> [TEXT]
-- Start --

Reginald Cribb is an Australian playwright and actor.

Early life 
Cribb graduated from National Institute of Dramatic Art at the University of New South Wales in 1990 and his first play, Night of the Sea Monkey, was performed in 1999.

Plays 
Cribb's plays include:
 The Return (adapted to the film Last Train to Freo)
 Last Cab to Darwin
 Gulpilil
 The Chatroom
 Ruby's Last Dollar, an adaptation of Uncle Vanya
 Unaustralia
 Mt Ragged
 Night of the Sea Monkey
 Krakouer 
 Country Song, a play about Australian indigenous singer and musician Jimmy Little performed by the Queensland Theatre Company at the Cremorne Theatre at the Queensland Performing Arts Centre (August 2015) 
 Thomas Murray and the Upside Down River, a play about a man ravaged by drought, family secrets and love performed by the Griffin Theatre in January 2016 then touring nationally in 2018

With Rachel Perkins, Cribb co-wrote the screenplay for the movie Bran Nue Dae based on the 1989 stage musical Bran Nue Dae written by Jimmy Chi.

Acting career
Cribb appeared in the film A Country Life.

He appeared in Home and Away during the 1990s, with appearances in G.P., A Country Practice and Police Rescue. He also sang the song "Banana Holiday" on the ABC children's TV series Bananas in Pyjamas with Monica Trapaga as well as the main cast of the show.

-- End --

> [THE INPUT]

-- Start --

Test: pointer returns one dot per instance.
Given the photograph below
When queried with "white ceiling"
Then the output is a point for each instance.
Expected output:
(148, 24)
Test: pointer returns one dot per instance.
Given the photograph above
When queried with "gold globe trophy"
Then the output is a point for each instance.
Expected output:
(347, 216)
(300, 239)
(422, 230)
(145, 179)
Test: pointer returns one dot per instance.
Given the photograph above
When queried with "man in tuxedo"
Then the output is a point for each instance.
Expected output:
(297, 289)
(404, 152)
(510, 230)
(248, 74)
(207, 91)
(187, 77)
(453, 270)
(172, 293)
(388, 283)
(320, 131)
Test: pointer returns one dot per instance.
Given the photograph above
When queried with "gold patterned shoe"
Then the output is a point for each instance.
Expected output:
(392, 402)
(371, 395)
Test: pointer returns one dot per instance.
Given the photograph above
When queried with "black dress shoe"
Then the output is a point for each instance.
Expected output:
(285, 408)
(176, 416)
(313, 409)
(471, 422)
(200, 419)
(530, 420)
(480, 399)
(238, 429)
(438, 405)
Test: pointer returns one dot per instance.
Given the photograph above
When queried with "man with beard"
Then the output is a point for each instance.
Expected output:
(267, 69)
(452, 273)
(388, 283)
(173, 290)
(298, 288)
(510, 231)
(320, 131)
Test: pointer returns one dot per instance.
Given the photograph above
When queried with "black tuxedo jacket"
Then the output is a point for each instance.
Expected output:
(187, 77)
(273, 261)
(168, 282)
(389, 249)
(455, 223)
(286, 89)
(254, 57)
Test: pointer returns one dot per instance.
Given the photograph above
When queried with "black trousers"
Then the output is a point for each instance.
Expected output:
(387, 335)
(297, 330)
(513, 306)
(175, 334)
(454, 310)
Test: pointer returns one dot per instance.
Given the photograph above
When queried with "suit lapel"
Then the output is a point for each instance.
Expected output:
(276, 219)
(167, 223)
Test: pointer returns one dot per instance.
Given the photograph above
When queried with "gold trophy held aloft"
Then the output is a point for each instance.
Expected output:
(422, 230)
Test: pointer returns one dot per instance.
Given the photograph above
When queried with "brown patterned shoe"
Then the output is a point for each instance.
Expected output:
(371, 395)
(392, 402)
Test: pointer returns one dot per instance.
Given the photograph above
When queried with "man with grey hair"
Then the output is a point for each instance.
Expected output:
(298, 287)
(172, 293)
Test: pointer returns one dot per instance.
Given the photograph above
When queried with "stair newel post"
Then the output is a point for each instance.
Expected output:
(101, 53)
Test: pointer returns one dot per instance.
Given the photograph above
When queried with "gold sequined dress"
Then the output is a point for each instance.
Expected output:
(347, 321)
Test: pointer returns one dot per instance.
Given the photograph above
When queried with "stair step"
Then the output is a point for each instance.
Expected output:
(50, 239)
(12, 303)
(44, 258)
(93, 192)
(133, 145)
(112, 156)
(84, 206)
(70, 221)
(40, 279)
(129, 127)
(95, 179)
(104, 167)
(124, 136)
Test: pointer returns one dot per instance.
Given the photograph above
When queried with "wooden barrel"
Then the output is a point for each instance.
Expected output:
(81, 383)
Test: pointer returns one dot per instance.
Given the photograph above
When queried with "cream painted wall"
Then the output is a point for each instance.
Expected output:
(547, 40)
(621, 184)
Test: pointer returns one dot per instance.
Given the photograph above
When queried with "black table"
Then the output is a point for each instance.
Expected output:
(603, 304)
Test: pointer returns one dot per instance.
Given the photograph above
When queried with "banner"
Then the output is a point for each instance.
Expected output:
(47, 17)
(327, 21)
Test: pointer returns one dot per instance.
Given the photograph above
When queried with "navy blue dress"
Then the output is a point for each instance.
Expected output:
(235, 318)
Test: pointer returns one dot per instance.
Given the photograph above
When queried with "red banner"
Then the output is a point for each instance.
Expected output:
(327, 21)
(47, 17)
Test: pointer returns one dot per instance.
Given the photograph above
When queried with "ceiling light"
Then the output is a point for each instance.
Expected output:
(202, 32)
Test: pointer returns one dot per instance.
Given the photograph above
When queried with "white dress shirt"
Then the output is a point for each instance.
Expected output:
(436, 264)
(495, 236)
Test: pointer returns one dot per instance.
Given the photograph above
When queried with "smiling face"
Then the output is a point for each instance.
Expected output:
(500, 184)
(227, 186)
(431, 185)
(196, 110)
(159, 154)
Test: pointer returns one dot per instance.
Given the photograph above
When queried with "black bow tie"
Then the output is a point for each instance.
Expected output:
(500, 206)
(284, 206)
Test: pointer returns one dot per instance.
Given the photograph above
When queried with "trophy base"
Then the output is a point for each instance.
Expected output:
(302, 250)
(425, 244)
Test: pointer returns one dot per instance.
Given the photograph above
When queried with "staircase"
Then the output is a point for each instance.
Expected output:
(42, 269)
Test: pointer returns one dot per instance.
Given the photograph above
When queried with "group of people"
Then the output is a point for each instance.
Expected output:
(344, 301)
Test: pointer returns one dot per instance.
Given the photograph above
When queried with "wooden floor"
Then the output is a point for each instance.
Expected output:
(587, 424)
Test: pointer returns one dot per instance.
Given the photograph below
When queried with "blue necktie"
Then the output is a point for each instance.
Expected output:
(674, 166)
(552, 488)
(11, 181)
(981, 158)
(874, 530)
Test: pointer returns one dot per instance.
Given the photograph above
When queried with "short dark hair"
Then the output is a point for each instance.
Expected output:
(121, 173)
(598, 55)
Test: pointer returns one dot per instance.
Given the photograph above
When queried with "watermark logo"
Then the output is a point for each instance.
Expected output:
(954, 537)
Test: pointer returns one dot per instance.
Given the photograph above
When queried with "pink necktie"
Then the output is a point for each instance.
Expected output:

-- End --

> [INSTRUCTIONS]
A) Reproduce the Reginald Cribb biography in full, word for word.
B) Locate each line of the entries containing the string "shoe" and copy it out; matching is case-sensitive.

> [SOLUTIONS TO EACH TASK]
A)
Reginald Cribb is an Australian playwright and actor.

Early life 
Cribb graduated from National Institute of Dramatic Art at the University of New South Wales in 1990 and his first play, Night of the Sea Monkey, was performed in 1999.

Plays 
Cribb's plays include:
 The Return (adapted to the film Last Train to Freo)
 Last Cab to Darwin
 Gulpilil
 The Chatroom
 Ruby's Last Dollar, an adaptation of Uncle Vanya
 Unaustralia
 Mt Ragged
 Night of the Sea Monkey
 Krakouer 
 Country Song, a play about Australian indigenous singer and musician Jimmy Little performed by the Queensland Theatre Company at the Cremorne Theatre at the Queensland Performing Arts Centre (August 2015) 
 Thomas Murray and the Upside Down River, a play about a man ravaged by drought, family secrets and love performed by the Griffin Theatre in January 2016 then touring nationally in 2018

With Rachel Perkins, Cribb co-wrote the screenplay for the movie Bran Nue Dae based on the 1989 stage musical Bran Nue Dae written by Jimmy Chi.

Acting career
Cribb appeared in the film A Country Life.

He appeared in Home and Away during the 1990s, with appearances in G.P., A Country Practice and Police Rescue. He also sang the song "Banana Holiday" on the ABC children's TV series Bananas in Pyjamas with Monica Trapaga as well as the main cast of the show.

B)
When queried with "gold patterned shoe"
When queried with "black dress shoe"
When queried with "brown patterned shoe"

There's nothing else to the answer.